Text under study START
As implied by Maya Andrea Gonzalez’s essay “The Logic of Gender,” family structures in Western Europe and the US, the emerging capitalist core, were reorganized over the course of the 19th century. Sylvia Federici’s Calaban And The Witch describes domestication of women and the privatization of the family the violent transformation of feudalism to capitalism in Caliban And The Witch. From the economic point of view, from the point of view of capital, those who were once peasants had to reproduce themselves as something else, they had to reproduce themselves as individuals who had the potential to labor and whose only source of sustenance was the wage. Older, more communalized and differently organized, agrarian family arrangements disappeared over the course of between the late 16th and end of the 19th century, eventually replaced by the nuclear family with one man, the husband, who works for a wage, one woman, the wife, who labors domestically and has mediated access to the husband’s wage, and children. In order to create a disciplined workforce and labor pools begging and vagabondage became crimes, the illegal figure of the witch as an old woman who sold medicines was created. The poor were forced to reproduce themselves differently than they had.
Text under study END
Supplied entries START
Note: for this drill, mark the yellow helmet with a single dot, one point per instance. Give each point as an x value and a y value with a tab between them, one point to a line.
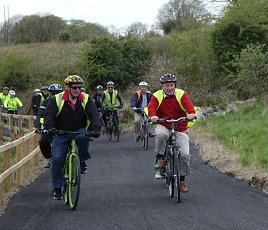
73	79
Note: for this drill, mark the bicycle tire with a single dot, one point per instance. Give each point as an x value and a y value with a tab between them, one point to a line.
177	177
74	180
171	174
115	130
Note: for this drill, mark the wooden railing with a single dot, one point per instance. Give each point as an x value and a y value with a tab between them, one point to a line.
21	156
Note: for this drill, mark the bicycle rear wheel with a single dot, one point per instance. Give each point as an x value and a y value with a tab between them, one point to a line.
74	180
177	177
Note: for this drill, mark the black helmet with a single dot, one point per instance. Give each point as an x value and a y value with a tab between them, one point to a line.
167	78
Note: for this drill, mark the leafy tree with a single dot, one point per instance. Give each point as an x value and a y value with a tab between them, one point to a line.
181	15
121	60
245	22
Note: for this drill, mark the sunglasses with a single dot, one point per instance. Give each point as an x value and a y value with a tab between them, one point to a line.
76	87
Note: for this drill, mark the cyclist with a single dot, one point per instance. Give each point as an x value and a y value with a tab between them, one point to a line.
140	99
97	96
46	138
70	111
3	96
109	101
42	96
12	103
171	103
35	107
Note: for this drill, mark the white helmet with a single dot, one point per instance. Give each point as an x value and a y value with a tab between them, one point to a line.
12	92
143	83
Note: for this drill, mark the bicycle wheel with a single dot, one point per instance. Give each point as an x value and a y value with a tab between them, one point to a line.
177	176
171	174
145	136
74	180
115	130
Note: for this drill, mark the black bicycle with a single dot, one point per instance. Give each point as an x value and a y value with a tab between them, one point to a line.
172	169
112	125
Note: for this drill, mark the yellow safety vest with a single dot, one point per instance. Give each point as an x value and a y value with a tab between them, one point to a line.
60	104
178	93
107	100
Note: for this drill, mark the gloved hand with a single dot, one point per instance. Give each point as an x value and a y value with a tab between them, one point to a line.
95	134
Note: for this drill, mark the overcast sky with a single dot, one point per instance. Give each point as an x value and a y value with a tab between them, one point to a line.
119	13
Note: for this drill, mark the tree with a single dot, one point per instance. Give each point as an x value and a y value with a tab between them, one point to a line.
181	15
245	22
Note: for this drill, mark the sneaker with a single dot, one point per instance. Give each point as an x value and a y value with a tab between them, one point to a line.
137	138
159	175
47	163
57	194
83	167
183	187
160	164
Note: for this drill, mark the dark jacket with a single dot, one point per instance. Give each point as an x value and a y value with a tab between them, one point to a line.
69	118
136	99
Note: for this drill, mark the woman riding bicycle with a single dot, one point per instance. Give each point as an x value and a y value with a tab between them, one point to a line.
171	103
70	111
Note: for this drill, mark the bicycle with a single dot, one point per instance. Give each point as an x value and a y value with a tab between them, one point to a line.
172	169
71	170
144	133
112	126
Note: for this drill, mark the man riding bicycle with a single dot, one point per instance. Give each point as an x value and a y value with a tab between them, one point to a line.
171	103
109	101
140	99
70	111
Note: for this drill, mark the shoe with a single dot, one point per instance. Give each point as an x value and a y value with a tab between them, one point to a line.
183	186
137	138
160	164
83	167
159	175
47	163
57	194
Supplied entries END
Supplied entries START
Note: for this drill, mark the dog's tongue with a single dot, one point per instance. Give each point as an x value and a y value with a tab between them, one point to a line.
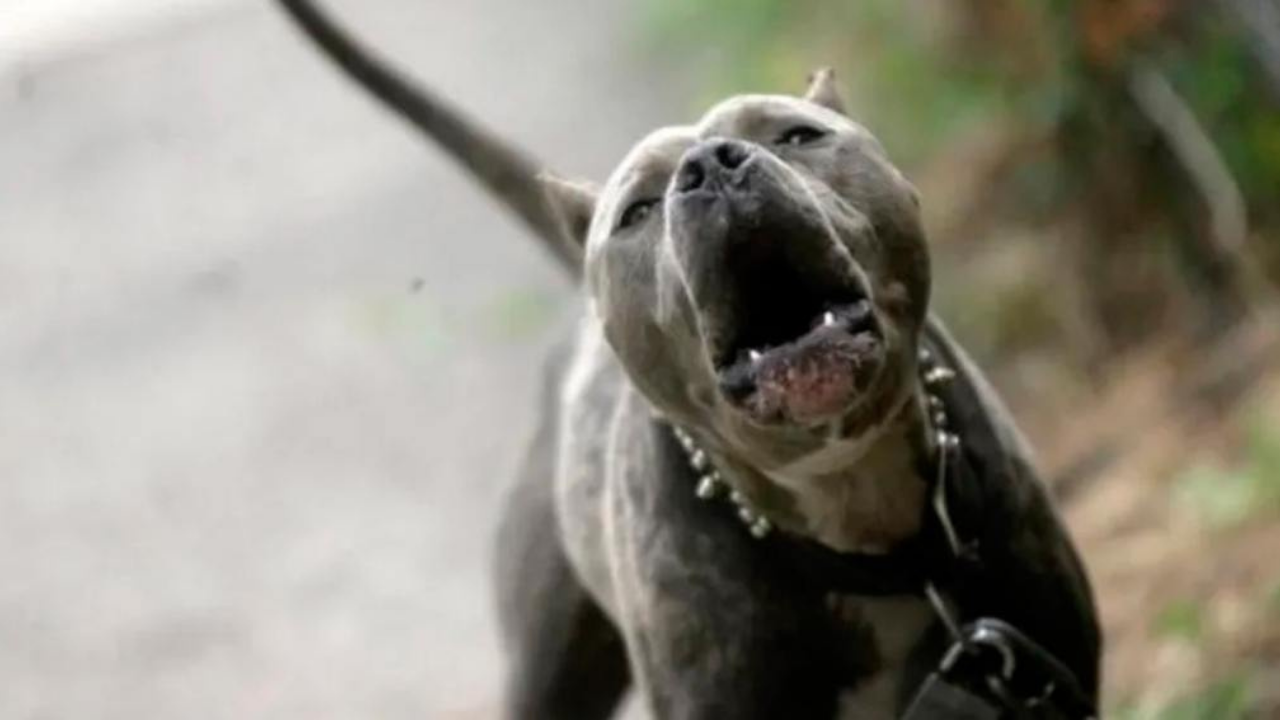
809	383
Supplied entries END
Supplied entries START
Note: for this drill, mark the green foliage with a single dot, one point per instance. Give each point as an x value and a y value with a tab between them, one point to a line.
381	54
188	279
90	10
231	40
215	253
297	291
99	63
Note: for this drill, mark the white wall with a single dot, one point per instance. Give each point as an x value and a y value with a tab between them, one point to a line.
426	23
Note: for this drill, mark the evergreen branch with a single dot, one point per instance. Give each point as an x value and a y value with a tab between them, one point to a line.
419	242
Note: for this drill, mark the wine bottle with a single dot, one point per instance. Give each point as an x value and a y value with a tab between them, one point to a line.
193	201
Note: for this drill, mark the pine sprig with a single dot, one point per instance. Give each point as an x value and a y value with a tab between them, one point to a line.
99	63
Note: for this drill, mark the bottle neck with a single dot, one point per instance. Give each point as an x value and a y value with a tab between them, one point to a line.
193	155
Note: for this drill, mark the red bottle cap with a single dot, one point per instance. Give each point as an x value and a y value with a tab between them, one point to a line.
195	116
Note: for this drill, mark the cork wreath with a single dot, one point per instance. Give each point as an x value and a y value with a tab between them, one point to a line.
Supplied entries END
Please decide whether each statement below agrees with the text on family and capitalism above, and answer yes or no with the deciding words quoted from it. 1. Begging and vagabondage were made crimes. 2. Family structures in Western Europe and the US were reorganized over the course of the 18th century. 3. In the nuclear family described, the wife has direct access to the husband's wage.

Exercise solution ->
1. Yes: "begging and vagabondage became crimes"
2. No: "were reorganized over the course of the 19th century"
3. No: "has mediated access to the husband’s wage"